QUOTED PASSAGE:
--

Web Scraping with Puppeteer Extra, Typescript, & AWS Lambda

An in-depth guide on how to build a web scraper using the best tools available.

Joe Osborne
9 min readJan 21, 2024

This guide will walk through step-by-step how to build and deploy robust, stealthy web scrapers utilizing these tools:

  • Typescript (Typescript >>> Javascript)
  • Puppeteer Extra (lots of cool plugins available with Extra!)
  • AWS Lambda for compute (EC2/ECS is FAR cheaper at scale, but Lambda is great for one-offs and quick deployment)
  • Serverless for deployment
  • AWS CodeBuild (in place of running memory-hogging Docker locally)
  • AWS Elastic Container Registry (ECR)
  • GitHub
  • Proxy services from oxylabs.io

April 2024 update: I put together a GitHub repo with the necessary files used in this guide here :)

--

WORK TO COMPLETE:
Pick up the guide on building web scrapers with Puppeteer Extra and AWS Lambda after its last sentence and carry on from there.

--

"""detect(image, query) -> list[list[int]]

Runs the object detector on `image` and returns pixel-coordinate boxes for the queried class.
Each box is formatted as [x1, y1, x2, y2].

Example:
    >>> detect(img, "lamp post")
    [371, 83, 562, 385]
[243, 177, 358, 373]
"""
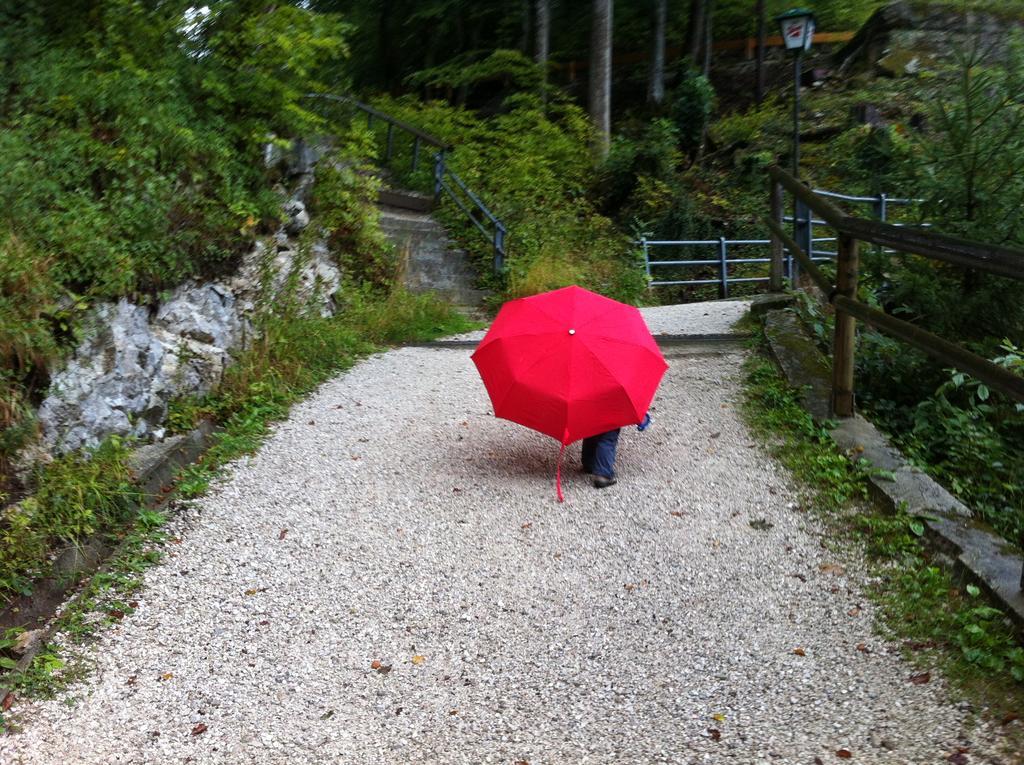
[775, 8, 814, 285]
[775, 8, 814, 179]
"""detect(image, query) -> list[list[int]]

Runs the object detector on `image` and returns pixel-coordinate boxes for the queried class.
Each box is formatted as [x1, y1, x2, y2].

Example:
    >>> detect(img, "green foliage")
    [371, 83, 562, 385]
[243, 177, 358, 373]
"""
[0, 437, 140, 601]
[594, 119, 681, 220]
[743, 346, 867, 510]
[670, 68, 716, 155]
[922, 38, 1024, 244]
[0, 0, 344, 297]
[855, 512, 1024, 684]
[407, 48, 544, 95]
[310, 130, 400, 290]
[364, 93, 645, 302]
[743, 337, 1024, 709]
[897, 350, 1024, 543]
[710, 95, 788, 148]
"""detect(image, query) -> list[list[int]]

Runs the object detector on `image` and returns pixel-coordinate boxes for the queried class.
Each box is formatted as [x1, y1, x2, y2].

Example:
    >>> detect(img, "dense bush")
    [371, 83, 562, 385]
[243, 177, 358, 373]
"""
[0, 0, 346, 473]
[364, 93, 645, 302]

--

EXPECTED ANSWER:
These tools above have become my holy grail for web scraping difficult sites. When I approach a new project, I go through a list of methods from easiest to hardest to see what level of scraper I need to successfully get the data I’m looking for. If the website blocks a method, I move up a tier. The scraping continuum typically looks like this:

If the website we’re scraping employs no blocking, no authentication, no anti-scraping measures, then we probably don’t need Puppeteer. Here’s my basic tier list:

  1. Python requests+ BeautifulSoup or Javascript/Typescript fetch + cheerio to get HTML from the webpage.
  2. Internal API calls found in the network tab that don’t require strict auth — client side requests that populate the data you see on the webpage.
  3. A combination of the above two using a cheap proxy service to rotate IP addresses if blocked.
  4. Puppeteer to spawn a browser and the ability to interact with the site if needed.
  5. Puppeteer Extra using the stealth plugin in combination with a proxy service.

#5 is what I’ll be walking through in this guide. It is so far unbeaten in accessing tough websites for me. It’s my last resort as it requires the most set up, but it’s as close as you can get to mimicking human behavior with web automation.

Typescript + Initial Setup

I highly prefer Typescript over Javascript. In my opinion it makes code infinitely easier to work with and understand. However, this guide will still work with Javascript if that’s what you prefer.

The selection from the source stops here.